The Extraordinary General Meeting of Shareholders of Biotrend Çevre ve Enerji Yatırımları Anonim Şirketi ("Company") was held on April 05, 2024, at 10:30 a.m. at Kavacık Mahallesi Ertürk Sokak No.: 3/1 İç Kapı No.: 1 Beykoz/Istanbul, under the supervision of Feyyaz Bal, Ministry Representative assigned by the letters No. 95667781 and dated April 03, 2024, of the Provincial Directorate of Trade of Istanbul Governorship.

The invitation to the Extraordinary General Meeting of Shareholders was announced on issue No. 11043 dated March 14, 2024, of the Turkish Trade Registry Gazette, our Company website www.biotrendenerji.com.tr, the Public Disclosure Platform, and the Electronic General Meeting System within the designated legal period in accordance with the Turkish Commercial Code, the Capital Market Law, the Company's Articles of Association, and the provisions of the relevant legislation.

Upon examining the list of attendees, it was noted that, out of the total 500,000,000 (five hundred million) shares corresponding to the total Company capital worth 500,000,000 Turkish lira, 49,086 shares corresponding to Company capital worth 49,086 Turkish lira were represented in person, 47.768.851,037 shares corresponding to Company capital worth 47.768.851,037 Turkish lira by entrusted representative and 273.109.421,132 shares corresponding to Company capital worth 273.109.421,132 Turkish lira were represented by proxy. Thus, a total of 320.927.358,169 shares corresponding to Company capital worth 320.927.358,169 Turkish lira were represented at the meeting. As per Article 1527 of the Turkish Commercial Code and the relevant legislation, it was found that preparations for the Electronic General Meeting were carried out in compliance with the legislation.

Upon determining that the minimum meeting quorum stipulated in both the legislation and the Articles of Association had been met, Board Chairman İlhan Doğan acknowledged the following as present before launching the meeting, both physically and electronically, to discuss the agenda items: Vice Chairman Murat Doğan, Board Member Osman Nuri Vardı, CEO Özgür Umut Eroğlu, CFO Burak Yurtsever, Investor Relations Director and Secretary General Gözde Çivici, Investor Relations Executive Şeyma İnayet Uygur and Legal Advisor Akın Akı.

  • 1. Board Chairman İlhan Doğan submitted his verbal proposal to elect Gözde Çivici to chair the meeting. Since there were no other proposals or suggestions, this proposal was unanimously accepted. As a result of the physical and electronic voting, it was decided with 320,894,976.169 positive votes against 32,382 negative votes of those present.

• • • • •

## TO-DO LIST
(1) In the meeting minutes, who supervised the meeting as Ministry Representative?
(2) Translate this sentence from the meeting minutes into Spanish: "Since there were no other proposals or suggestions, this proposal was unanimously accepted."
(3) Transcribe the meeting minutes from "Upon determining that" up to and including "of those present.".
The material after the meeting minutes is not needed.

## RECORDED INFORMATION
• • • • •

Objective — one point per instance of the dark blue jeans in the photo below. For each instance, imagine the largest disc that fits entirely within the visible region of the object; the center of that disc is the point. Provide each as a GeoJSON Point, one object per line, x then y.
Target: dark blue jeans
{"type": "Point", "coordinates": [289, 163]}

• • • • •

## ANSWERS TO THE EXERCISES
(1) Feyyaz Bal

(2) Como no hubo otras propuestas ni sugerencias, esta propuesta fue aceptada por unanimidad.

(3)
Upon determining that the minimum meeting quorum stipulated in both the legislation and the Articles of Association had been met, Board Chairman İlhan Doğan acknowledged the following as present before launching the meeting, both physically and electronically, to discuss the agenda items: Vice Chairman Murat Doğan, Board Member Osman Nuri Vardı, CEO Özgür Umut Eroğlu, CFO Burak Yurtsever, Investor Relations Director and Secretary General Gözde Çivici, Investor Relations Executive Şeyma İnayet Uygur and Legal Advisor Akın Akı.

  • 1. Board Chairman İlhan Doğan submitted his verbal proposal to elect Gözde Çivici to chair the meeting. Since there were no other proposals or suggestions, this proposal was unanimously accepted. As a result of the physical and electronic voting, it was decided with 320,894,976.169 positive votes against 32,382 negative votes of those present.